SUPPLIED RECORDS ::
* Start *

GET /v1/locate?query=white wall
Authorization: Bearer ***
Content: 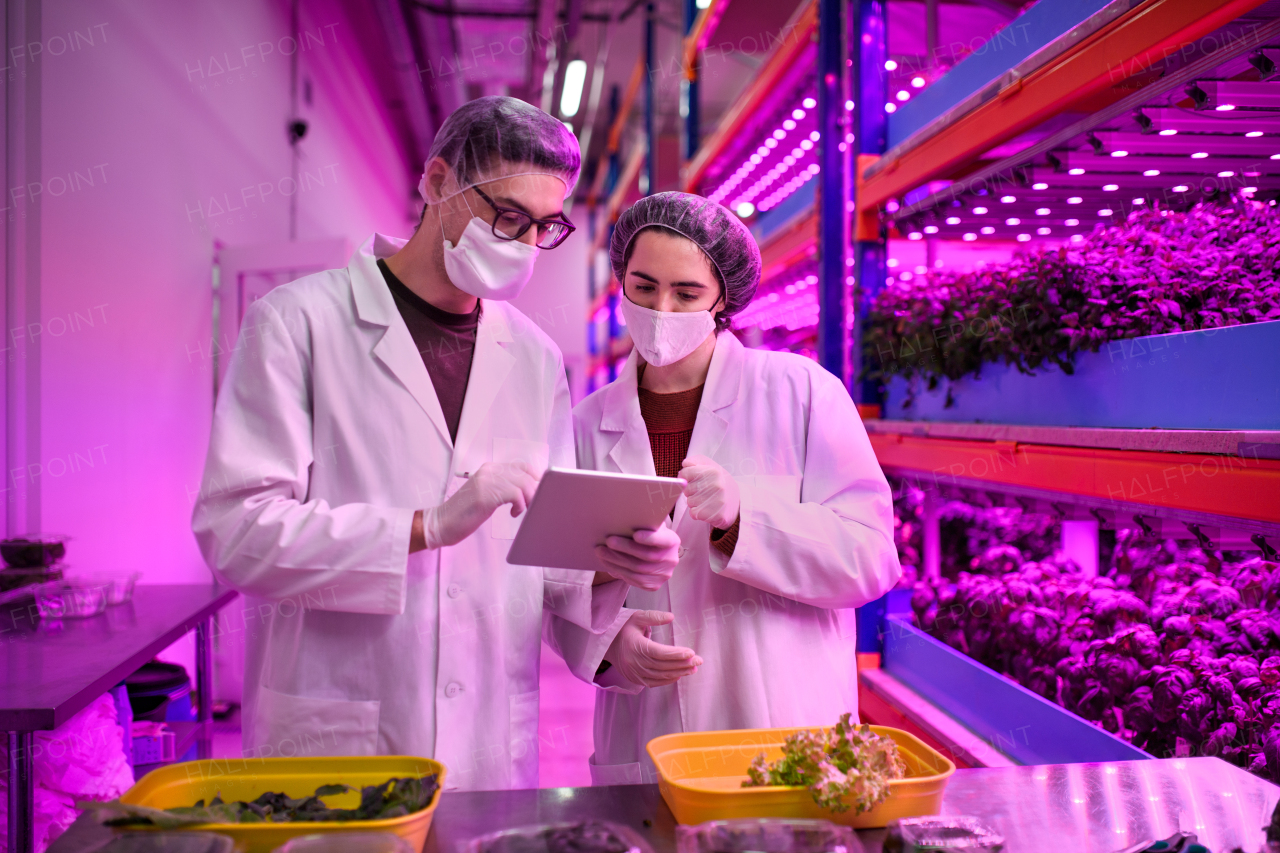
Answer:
[40,0,416,583]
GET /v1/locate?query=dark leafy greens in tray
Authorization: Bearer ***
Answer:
[79,774,439,829]
[742,713,906,815]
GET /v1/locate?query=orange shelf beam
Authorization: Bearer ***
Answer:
[858,0,1263,208]
[870,433,1280,524]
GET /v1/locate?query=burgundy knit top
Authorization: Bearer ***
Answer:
[640,386,740,557]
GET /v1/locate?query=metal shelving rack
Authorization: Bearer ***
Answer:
[686,0,1280,766]
[854,0,1280,766]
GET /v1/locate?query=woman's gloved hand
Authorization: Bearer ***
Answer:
[604,610,703,686]
[680,456,742,530]
[422,462,541,548]
[595,524,680,592]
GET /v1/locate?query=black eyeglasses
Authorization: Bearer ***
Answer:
[471,187,573,248]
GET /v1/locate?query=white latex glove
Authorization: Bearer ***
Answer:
[422,462,541,548]
[604,610,703,686]
[595,524,680,592]
[680,456,742,530]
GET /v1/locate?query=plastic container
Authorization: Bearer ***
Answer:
[95,831,236,853]
[120,756,445,853]
[676,817,863,853]
[646,726,956,829]
[0,566,63,598]
[72,571,142,607]
[279,833,416,853]
[884,815,1005,853]
[461,821,653,853]
[0,533,70,569]
[35,580,106,619]
[124,661,195,717]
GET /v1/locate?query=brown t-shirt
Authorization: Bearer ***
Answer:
[639,386,740,557]
[378,259,480,442]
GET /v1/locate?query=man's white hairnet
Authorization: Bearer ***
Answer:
[609,192,760,332]
[417,95,582,201]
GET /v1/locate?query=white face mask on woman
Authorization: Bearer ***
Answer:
[440,199,538,301]
[620,292,716,368]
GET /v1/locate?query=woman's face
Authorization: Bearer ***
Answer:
[622,229,724,314]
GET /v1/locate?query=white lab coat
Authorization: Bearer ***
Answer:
[193,234,622,789]
[547,333,901,784]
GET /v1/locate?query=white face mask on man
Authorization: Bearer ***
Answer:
[620,292,716,368]
[440,196,538,301]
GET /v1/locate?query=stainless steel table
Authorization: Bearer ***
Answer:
[49,758,1280,853]
[425,758,1280,853]
[0,584,238,853]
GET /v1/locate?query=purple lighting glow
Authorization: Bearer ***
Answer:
[707,89,822,211]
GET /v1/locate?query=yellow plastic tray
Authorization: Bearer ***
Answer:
[646,726,956,829]
[120,756,444,853]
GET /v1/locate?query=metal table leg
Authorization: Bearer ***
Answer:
[9,731,36,853]
[196,617,214,758]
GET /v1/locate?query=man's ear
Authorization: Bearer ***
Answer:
[426,158,457,205]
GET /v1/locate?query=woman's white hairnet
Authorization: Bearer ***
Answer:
[609,192,760,332]
[417,95,582,200]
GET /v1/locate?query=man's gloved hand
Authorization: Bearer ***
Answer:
[595,524,680,592]
[422,462,541,548]
[680,456,742,530]
[604,610,703,686]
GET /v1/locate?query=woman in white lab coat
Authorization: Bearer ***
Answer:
[547,192,901,784]
[193,97,660,789]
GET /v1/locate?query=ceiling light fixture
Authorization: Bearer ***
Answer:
[1183,83,1208,110]
[561,59,586,118]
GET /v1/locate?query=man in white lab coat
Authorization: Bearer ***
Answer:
[193,97,678,789]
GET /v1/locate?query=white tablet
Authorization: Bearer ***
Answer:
[507,467,685,571]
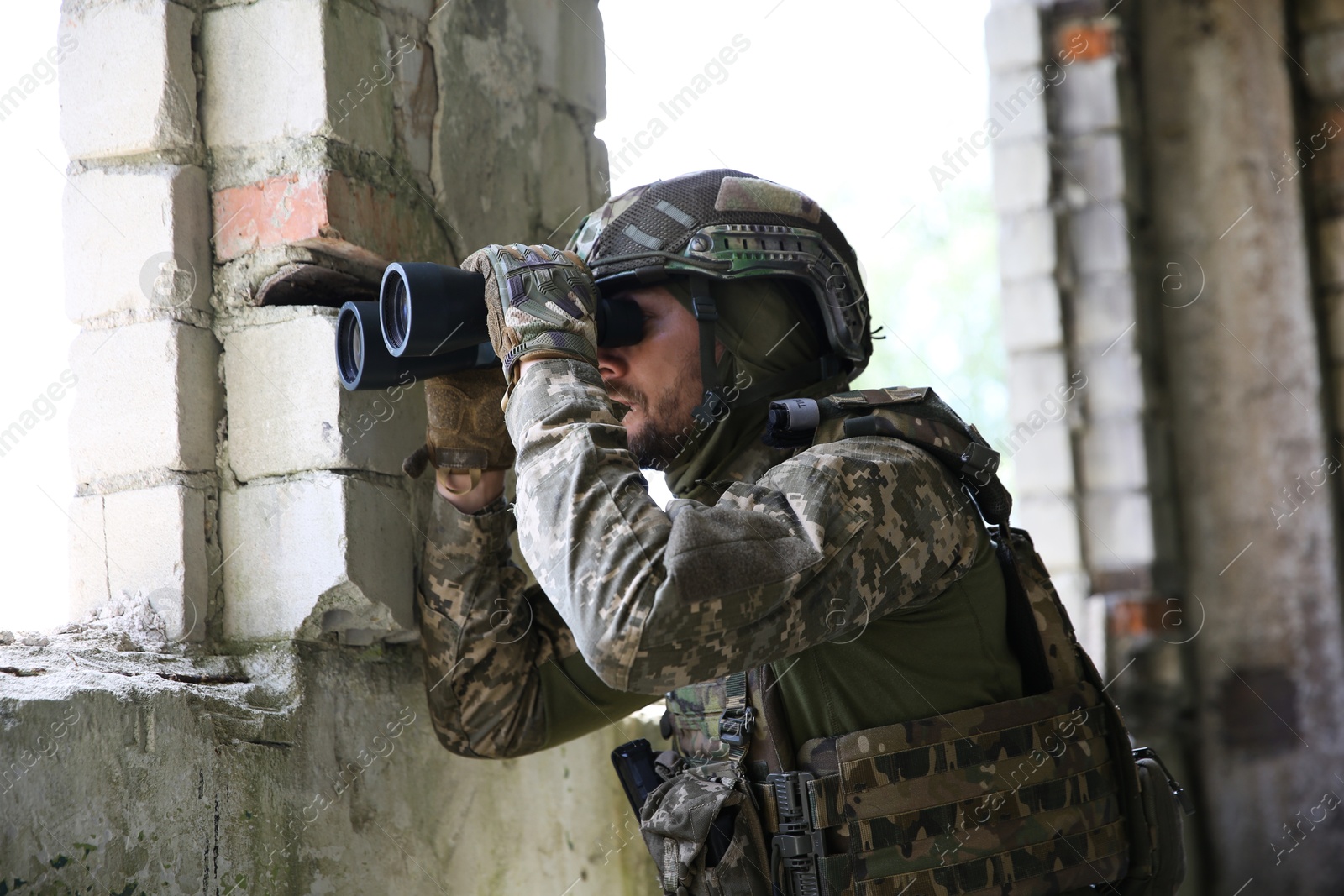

* End *

TASK TO COMPLETE :: Count the lines in the items above that contain the word "hairnet". Reply with the number only.

WORKED ANSWER :: 2